◆ Short task: Please list each line of the material that contains the word "pagoda".
* begin Task material *
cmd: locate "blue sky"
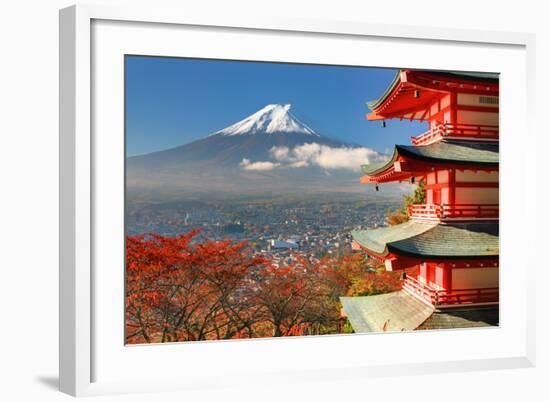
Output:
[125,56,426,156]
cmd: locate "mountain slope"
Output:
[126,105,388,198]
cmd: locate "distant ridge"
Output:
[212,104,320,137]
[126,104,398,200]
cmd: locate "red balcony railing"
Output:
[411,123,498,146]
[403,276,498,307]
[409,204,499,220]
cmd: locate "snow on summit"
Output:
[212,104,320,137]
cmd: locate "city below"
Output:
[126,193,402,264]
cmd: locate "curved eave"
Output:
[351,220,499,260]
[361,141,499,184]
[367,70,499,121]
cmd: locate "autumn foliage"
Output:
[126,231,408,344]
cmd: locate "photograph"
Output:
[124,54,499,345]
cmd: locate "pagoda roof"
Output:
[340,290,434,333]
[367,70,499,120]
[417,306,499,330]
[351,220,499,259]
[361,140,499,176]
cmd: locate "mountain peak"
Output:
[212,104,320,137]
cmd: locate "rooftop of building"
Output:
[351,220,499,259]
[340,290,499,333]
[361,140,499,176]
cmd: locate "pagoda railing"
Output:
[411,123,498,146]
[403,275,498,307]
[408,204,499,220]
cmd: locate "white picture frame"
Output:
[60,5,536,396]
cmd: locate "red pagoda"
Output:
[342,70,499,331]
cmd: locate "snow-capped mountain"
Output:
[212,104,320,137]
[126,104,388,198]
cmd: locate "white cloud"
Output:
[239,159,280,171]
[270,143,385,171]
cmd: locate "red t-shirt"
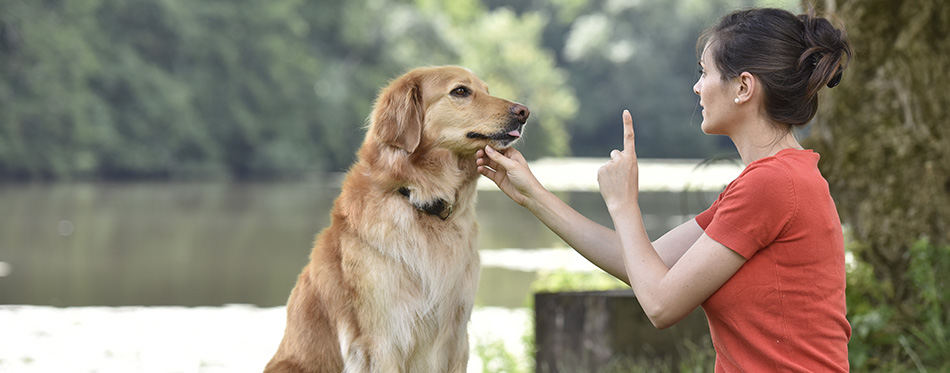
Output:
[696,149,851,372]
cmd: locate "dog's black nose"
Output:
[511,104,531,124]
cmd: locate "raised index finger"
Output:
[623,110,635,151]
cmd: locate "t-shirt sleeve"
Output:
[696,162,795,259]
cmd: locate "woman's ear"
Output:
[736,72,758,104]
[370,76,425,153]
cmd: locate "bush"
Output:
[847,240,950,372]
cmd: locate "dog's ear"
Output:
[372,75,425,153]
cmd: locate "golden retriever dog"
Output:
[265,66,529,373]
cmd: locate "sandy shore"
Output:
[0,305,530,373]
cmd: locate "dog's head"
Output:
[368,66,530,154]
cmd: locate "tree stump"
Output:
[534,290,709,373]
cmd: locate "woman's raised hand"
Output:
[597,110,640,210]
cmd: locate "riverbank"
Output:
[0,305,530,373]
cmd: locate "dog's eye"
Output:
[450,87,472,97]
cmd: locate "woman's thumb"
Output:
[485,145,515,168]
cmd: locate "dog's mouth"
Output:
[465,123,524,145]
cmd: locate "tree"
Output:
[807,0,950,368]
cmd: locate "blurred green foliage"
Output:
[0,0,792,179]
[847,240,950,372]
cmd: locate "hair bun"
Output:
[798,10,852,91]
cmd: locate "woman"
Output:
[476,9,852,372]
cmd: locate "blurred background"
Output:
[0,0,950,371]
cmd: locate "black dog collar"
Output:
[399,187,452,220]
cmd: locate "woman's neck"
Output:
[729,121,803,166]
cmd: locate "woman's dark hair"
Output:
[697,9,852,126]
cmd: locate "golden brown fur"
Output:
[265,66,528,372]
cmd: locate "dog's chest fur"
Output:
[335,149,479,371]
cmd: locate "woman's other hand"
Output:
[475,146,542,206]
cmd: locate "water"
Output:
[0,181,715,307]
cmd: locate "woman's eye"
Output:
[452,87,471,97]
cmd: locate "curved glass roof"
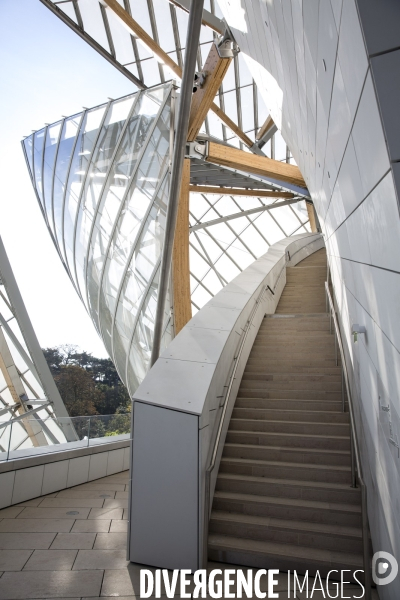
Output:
* end Task material *
◆ Solution to this exercise:
cmd: locate "pagoda roof"
cmd: locate "pagoda railing"
cmd: locate "red pagoda"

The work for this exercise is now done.